To-do list:
1) How would you say this sentence from the article on the documentary in Spanish: "Typically a documentary filmmaker is there to observe, not intercede as he does onscreen."?
2) Could you rewrite every line of the rows, swapping "short dark hair" for "short black hair" and keeping the rest unchanged?

Text provided:
+-------+

What Agassi didn't expect, and was less enthusiastic about at first, was having his troubled childhood discussed. He recalls being bullied as boy and raised by a single mother after his father abandoned the family. When he visited him at the age of 12, Agassis was put in an uncomfortable situation: His father set him up to have sex with his girlfriend. When the boy failed to perform, his father called him a gay slur, which haunted him and set up one of the film's central conflicts — how Agassi's childhood was sabotaging his adulthood.
These personal demons, and a career in the highly competitive gay adult entertainment industry, led to Agassi's drug use. When they first started filming, there were none, Heymann recalls; nor was there was much interesting footage. "He was way more reserved about his faults," the director recalls. And after a year of filming, Heymann felt all he had was "this non-interesting 15-minute film."
But as time passed, Agassi began to let the film director more and more into his life, including his drug use, which is dropped in casually about midway through. "Originally we had this unwritten agreement that Jonathan's use of drugs wouldn't appear in the film so much; he would do it in private," Heymann remembers.
But things changed. "At some point Jonathan said, 'If you want to make this film, we have to we have to show this side. We have to start revealing it.'" At this point, Agassi started using drugs in front of the camera. This led to moments where Heymann "witnessed of dozens of scenes where Jonathan was using hard drugs, and being severely affected by them."
The drug use in the film is disturbing with a number of scenes of Jonathan in the throes of a reaction to methamphetamine, his drug of choice. As hard-hitting as the film can be, the director cautions that he "softens" some of the footage and doesn't give "the audience the full extent of how difficult and bad it really was."
But what we see is disturbing enough: Scenes of Agassi staggering up the street, collapsing onto the hood of a parked car, needing Heymann to help him up and get going again. At another moment, in Agassi's apartment, the porn star is so high he's unable to function and Heymann worries aloud about whether Agassi is still breathing. Typically a documentary filmmaker is there to observe, not intercede as he does onscreen.
Heymann's brief, but crucial, appearances show the level of trust that he earner from his subject. As Heymann notes, "Some of interesting deep places the film was able to get were obtained through a relationship that was built over eight years of filming and a deep trust and commitment to each other."
And the director found himself more and more involved in Agassi's life, especially after his adult male career went south. "I took [care of] Jonathan," Heymann says. "I bought him the coffee, I paid for the ticket for him going back to his mom, I cleaned the apartment, I paid for the bills, and I've been there so many times."
When he showed his subject footage of him under the influence, Agassi was shocked. But he agreed to allow it be used in the film. "Leave it here, it's fine for me," he told Heymann.

+-------+

Dataset records:
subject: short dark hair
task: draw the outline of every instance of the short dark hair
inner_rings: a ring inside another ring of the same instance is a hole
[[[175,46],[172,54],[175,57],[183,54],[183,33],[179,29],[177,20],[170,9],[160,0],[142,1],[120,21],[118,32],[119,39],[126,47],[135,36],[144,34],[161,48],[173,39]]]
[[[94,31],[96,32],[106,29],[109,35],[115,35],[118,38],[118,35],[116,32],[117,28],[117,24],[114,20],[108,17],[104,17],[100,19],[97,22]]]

+-------+

Expected results:
1) Normalmente, un documentalista está ahí para observar, no para intervenir como él lo hace en pantalla.

2)
subject: short black hair
task: draw the outline of every instance of the short black hair
inner_rings: a ring inside another ring of the same instance is a hole
[[[175,46],[172,54],[175,57],[183,54],[183,33],[179,29],[177,20],[170,9],[160,0],[142,1],[120,21],[118,32],[119,39],[126,47],[135,36],[144,34],[161,48],[173,39]]]
[[[94,31],[96,32],[106,29],[109,35],[115,35],[118,38],[118,35],[116,32],[117,28],[117,24],[114,20],[108,17],[104,17],[100,19],[97,22]]]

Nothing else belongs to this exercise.